• Problem requirements: Can you put every line of the listing below into a numbered list, skipping any blank lines and leaving the pictures out?
------ Record set
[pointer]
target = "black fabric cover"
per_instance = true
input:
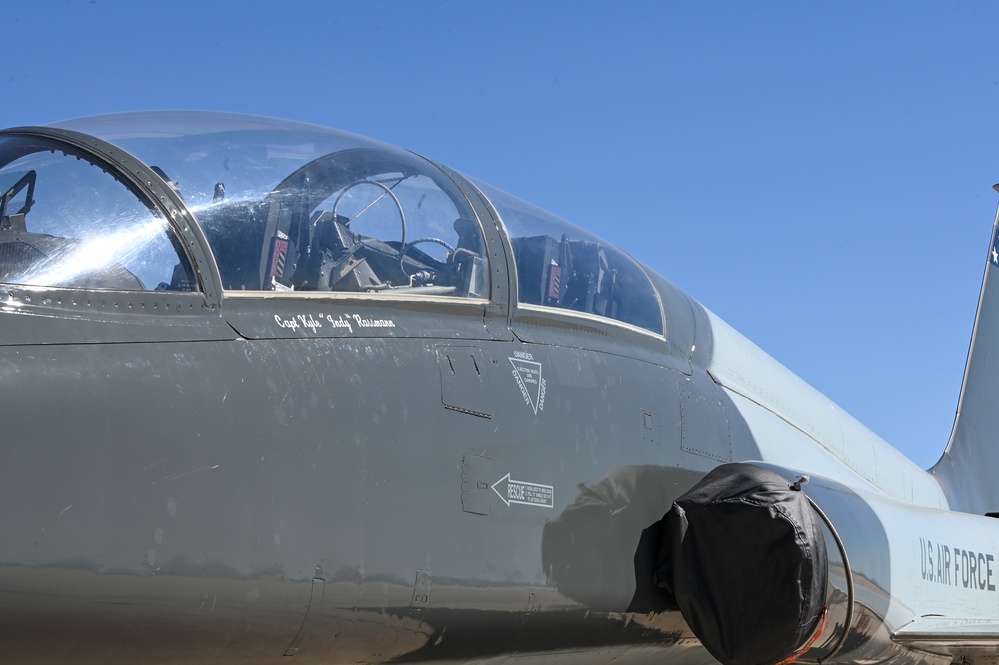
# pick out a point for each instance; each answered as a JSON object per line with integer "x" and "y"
{"x": 744, "y": 556}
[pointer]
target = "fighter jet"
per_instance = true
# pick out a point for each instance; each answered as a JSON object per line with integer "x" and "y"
{"x": 276, "y": 393}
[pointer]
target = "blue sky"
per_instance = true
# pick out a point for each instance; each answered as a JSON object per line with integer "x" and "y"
{"x": 817, "y": 174}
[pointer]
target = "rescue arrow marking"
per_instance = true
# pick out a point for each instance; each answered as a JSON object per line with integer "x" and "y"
{"x": 525, "y": 493}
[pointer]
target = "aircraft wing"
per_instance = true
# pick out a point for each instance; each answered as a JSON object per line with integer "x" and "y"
{"x": 950, "y": 635}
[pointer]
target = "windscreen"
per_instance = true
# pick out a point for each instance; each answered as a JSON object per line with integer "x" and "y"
{"x": 66, "y": 221}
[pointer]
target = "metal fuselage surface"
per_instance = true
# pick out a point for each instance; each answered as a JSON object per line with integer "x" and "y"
{"x": 263, "y": 476}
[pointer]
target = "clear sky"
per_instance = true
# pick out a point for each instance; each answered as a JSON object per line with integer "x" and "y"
{"x": 817, "y": 174}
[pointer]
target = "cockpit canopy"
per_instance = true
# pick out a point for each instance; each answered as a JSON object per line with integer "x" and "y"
------------
• Finished task:
1. [pointer]
2. target = "black fabric cover"
3. per_instance = true
4. input:
5. # pick out a point for each instance; each answered as a JSON object per line with integer "x" and "y"
6. {"x": 744, "y": 556}
7. [pointer]
8. target = "fighter jet"
9. per_instance = true
10. # pick out a point for each instance; each answered as a JSON object per line with integer "x" and "y"
11. {"x": 276, "y": 393}
12. [pointer]
13. target = "blue sky"
14. per_instance = true
15. # pick out a point for each instance; each answered as a JSON object per line with integer "x" and "y"
16. {"x": 817, "y": 174}
17. [pointer]
18. target = "rescue arrow marking"
19. per_instance = true
20. # pick out a point for each instance; each answered as a JSON object per line with integer "x" and "y"
21. {"x": 525, "y": 493}
22. [pointer]
23. target = "aircraft wing"
24. per_instance = true
25. # pick out a point for each instance; each answered as a JSON object per line with integer "x" and "y"
26. {"x": 950, "y": 635}
27. [pointer]
28. target = "windscreen"
29. per_instance = true
30. # pick out a point for each instance; each answered as a JSON object per line with integer "x" and "y"
31. {"x": 66, "y": 221}
32. [pointer]
33. target = "metal fuselage surface"
34. per_instance = true
35. # pick out a point for each instance; each answered as a JSON object per line with integer "x" and "y"
36. {"x": 263, "y": 476}
37. [pointer]
38. target = "clear sky"
39. per_instance = true
40. # pick out a point for each instance; each answered as a JSON object per line with integer "x" and "y"
41. {"x": 817, "y": 174}
42. [pointer]
43. target = "cockpit canopy"
44. per_instance = true
45. # pick out a point for each instance; each answered as a JSON object per line with integer "x" and "y"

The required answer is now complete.